Exercise requirements = Nothing in the records may be changed; reproduce all of them.

Records to use =
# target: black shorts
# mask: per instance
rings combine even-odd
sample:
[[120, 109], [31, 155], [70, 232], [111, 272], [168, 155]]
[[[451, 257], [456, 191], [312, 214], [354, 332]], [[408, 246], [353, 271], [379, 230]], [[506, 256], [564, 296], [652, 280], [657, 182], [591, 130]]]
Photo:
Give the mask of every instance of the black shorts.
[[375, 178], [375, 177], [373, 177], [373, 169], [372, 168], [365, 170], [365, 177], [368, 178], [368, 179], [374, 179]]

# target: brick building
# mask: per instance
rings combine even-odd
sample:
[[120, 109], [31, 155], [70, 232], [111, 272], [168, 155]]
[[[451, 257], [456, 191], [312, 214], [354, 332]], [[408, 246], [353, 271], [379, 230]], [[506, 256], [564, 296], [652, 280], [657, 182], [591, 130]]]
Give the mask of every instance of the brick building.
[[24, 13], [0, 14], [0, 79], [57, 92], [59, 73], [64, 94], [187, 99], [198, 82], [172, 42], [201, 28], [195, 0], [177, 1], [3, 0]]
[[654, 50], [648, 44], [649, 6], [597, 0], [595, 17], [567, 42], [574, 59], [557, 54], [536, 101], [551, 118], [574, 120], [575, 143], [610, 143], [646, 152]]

Task answer =
# target: black shorts
# mask: per instance
rings combine even-odd
sample:
[[120, 109], [31, 155], [70, 232], [111, 272], [168, 155]]
[[[451, 257], [456, 191], [312, 214], [354, 332]], [[408, 246], [353, 271], [379, 230]], [[506, 256], [564, 296], [652, 280], [657, 182], [591, 130]]]
Photo:
Give the mask of every instance of the black shorts.
[[375, 178], [375, 177], [373, 177], [373, 169], [372, 168], [365, 170], [365, 177], [368, 178], [368, 179], [374, 179]]

# target: brick building
# mask: per instance
rings combine even-odd
sample:
[[120, 109], [31, 155], [70, 232], [111, 272], [168, 155]]
[[[451, 257], [456, 191], [312, 214], [354, 332]], [[408, 246], [353, 271], [379, 230]], [[506, 256], [564, 296], [652, 280], [657, 182], [591, 130]]]
Give the mask of every instance of the brick building.
[[24, 13], [0, 14], [0, 79], [57, 92], [59, 73], [64, 94], [187, 99], [198, 82], [172, 42], [201, 28], [195, 0], [177, 1], [3, 0]]
[[654, 50], [648, 44], [649, 6], [597, 0], [595, 17], [567, 42], [574, 59], [557, 54], [536, 101], [551, 118], [574, 120], [575, 143], [610, 143], [646, 152]]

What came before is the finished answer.